*Instructions for the task*
Using the entries below, write out the line with "Target: blurred background.", the line with "Could you kindly annotate the lower", and every line in between, exactly as each is written.

--

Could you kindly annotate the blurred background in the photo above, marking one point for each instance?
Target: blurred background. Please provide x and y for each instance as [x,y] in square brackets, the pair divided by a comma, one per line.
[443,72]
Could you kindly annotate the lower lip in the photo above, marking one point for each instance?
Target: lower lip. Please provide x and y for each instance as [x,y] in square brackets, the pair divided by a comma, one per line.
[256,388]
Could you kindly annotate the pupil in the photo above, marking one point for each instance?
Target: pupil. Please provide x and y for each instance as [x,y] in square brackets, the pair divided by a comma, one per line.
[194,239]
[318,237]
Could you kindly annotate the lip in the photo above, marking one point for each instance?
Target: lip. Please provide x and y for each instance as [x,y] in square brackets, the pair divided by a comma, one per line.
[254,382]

--

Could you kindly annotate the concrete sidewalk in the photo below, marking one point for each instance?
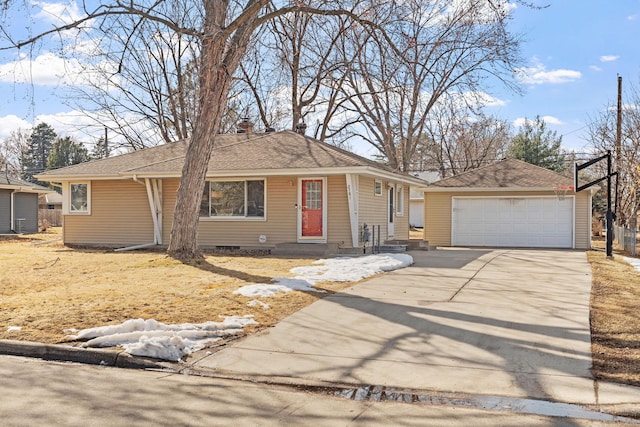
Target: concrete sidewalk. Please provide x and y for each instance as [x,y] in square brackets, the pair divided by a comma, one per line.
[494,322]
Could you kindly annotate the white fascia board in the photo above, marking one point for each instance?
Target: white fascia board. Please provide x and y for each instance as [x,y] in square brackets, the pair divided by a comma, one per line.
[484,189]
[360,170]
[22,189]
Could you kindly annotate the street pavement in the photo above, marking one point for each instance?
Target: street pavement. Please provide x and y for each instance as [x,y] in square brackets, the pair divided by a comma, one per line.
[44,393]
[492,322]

--

*Reply to the exercise*
Target: blurred background. Please provide x and y for each instance as [x,y] in square brackets, the pair divided by a comma, one per line.
[443,72]
Could you kindly annotate the lower lip in the photo above, marking one point for each instance?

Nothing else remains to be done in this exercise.